Passage provided ->
Sir Tim was thinking that what we really wanted was a web of information so that computers had some idea of not only the information that they held in their own documents, but also how that information relates to other information and, you know, so not simply where to find other information, but what information means and how those relationships occur. In order to do that, RDF was invented specifically to address some of these issues. This is why all of the identifiers in RDF are – well, now they’re IRIs.
They started out as URIs, of which URLs are a subset. But over time they moved it up to Internationalized Resource Identifiers, so IRIs. That’s the latest standard. We have these IRIs for identifying anything, really. These are the nodes in your graph. Best practices will then have these IRIs refer to information across the web found in databases or in other documents on a website and things like this. This all gets described using RDF.
That’s great that we have this description of how things connect and what relationships are, but then what do those relationships mean? They created a schema, which describes, like, the domain and the range for relationships. So if I see this sort of relationship, then I know that it’s referring to something that talks about a vehicle. I see that sort of relationship that’s going to be talking about a person identifier and that kind of thing.

To do ->
• a. Duplicate the passage on RDF between "They started out" and "described using RDF.", inclusive.
• b. According to the passage on RDF, what does the schema describe for relationships?
The data that follows comes from a separate source.

Data shown ->

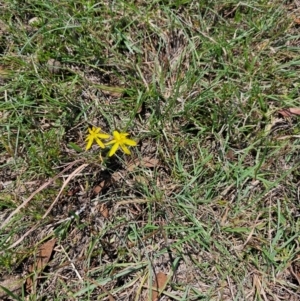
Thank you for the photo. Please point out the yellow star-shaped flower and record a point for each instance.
(95, 134)
(120, 140)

Solutions for each task ->
• a.
They started out as URIs, of which URLs are a subset. But over time they moved it up to Internationalized Resource Identifiers, so IRIs. That’s the latest standard. We have these IRIs for identifying anything, really. These are the nodes in your graph. Best practices will then have these IRIs refer to information across the web found in databases or in other documents on a website and things like this. This all gets described using RDF.

• b. The domain and the range for relationships.